[START SUPPLIED PASSAGE]

The SAR image has been geolocated and calibrated using a standard calibration algorithm (Laur, 1992). It (Figure 1) shows two distinct regions, a darker region (Figure 1, south of photo A), where the ice cover is near 100%, and individual leads and floe edges are readily distinguishable. Observations collected in the field indicate that the sea ice to the south was predominantly first year floes, with an undeformed thickness of 50-60 cm (Worby et al., in press). These were vast floes, with virtually no open water. To the north of photo A there is a transition region where there are some leads which can be seen, but in much of this region individual floes are below the resolution of the SAR and cannot be identified in the image. Estimating open water percent, or ice type, and the associated ocean/atmosphere heat fluxes in this region using the SAR image alone is difficult. Backscatter values increase to the north, from an average of about -12.4 dB in the southern portion, to about -9.8 dB in the brighter bands in the northern portion of the image.

[END SUPPLIED PASSAGE]

TASKS TO CARRY OUT ::
1: Answer these questions from the SAR sea ice passage.
(a) What ice cover is given for the darker region south of photo A?
(b) What undeformed thickness did field observations indicate for the first year floes to the south?
(c) What is the average backscatter value in the southern portion of the image?
2: Write the next few sentences of the SAR sea ice passage, picking up after its final sentence.

[START STORED RECORDS]

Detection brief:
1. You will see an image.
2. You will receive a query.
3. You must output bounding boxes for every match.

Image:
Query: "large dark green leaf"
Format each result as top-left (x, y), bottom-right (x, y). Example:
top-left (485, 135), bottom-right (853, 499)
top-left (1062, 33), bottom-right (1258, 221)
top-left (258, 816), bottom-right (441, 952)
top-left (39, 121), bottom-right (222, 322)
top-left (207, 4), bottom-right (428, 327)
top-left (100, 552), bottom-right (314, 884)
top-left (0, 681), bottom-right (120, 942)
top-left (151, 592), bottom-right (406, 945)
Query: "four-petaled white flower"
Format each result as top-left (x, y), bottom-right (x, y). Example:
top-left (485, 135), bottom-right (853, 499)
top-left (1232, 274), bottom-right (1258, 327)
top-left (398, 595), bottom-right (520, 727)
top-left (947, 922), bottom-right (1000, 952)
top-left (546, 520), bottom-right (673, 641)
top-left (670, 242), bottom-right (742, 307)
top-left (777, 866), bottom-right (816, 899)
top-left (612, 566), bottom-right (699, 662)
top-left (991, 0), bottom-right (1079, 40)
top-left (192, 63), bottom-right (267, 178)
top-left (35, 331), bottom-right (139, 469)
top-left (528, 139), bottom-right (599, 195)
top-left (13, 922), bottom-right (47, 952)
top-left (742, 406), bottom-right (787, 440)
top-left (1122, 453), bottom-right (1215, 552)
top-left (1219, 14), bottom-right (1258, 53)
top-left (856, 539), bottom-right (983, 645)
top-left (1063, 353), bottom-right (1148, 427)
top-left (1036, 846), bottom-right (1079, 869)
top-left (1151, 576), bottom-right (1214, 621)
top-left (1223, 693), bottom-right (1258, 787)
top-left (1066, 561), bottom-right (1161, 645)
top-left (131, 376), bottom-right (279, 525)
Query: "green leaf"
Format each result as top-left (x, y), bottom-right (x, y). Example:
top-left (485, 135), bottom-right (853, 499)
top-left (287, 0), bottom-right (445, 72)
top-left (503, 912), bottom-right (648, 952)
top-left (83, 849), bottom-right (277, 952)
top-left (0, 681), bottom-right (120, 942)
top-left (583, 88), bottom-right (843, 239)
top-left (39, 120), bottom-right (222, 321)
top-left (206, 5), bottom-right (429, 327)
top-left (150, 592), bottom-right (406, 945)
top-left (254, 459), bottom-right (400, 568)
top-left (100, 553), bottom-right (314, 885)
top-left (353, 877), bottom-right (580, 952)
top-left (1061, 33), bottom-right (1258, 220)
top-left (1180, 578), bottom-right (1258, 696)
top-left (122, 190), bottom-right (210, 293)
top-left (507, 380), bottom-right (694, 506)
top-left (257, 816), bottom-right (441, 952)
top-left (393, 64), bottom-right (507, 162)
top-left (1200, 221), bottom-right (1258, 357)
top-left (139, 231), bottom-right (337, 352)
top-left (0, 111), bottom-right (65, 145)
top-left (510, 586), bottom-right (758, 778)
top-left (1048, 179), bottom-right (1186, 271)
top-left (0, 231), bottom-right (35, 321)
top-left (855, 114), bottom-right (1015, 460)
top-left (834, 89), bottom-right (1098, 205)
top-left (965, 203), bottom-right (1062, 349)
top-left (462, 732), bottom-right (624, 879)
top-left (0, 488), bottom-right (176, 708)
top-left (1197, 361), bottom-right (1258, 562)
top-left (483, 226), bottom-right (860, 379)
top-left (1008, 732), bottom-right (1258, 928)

[END STORED RECORDS]

OUTPUTS BY TASK ::
1:
(a) Near 100%.
(b) 50-60 cm.
(c) About -12.4 dB.

2:
Figure 2a shows the southern most image collected along this leg of the flight, and corresponds to the location A in Figure 1. This is the edge of a vast, snow-covered sea ice floe; the darker stripe on the south edge is a lead about 100 m wide, and contains newly forming ice. Figure 2b is the photo corresponding to the location B in Figure 1. The region here is primarily covered with ice floes on the order of 100 m in diameter. There are smaller floes and brash between the larger floes, and about 7% of the area is open water. The open water regions are about 15 m or less in width, less than the size of a single pixel in a SAR image. In the photo shown in Figure 2c, corresponding to location C in Figure 1, the floes continue to decrease in size, averaging about 20m in diameter. The open water area in this photo has increased to 14 %, and individual open water areas are generally less than 10 m across.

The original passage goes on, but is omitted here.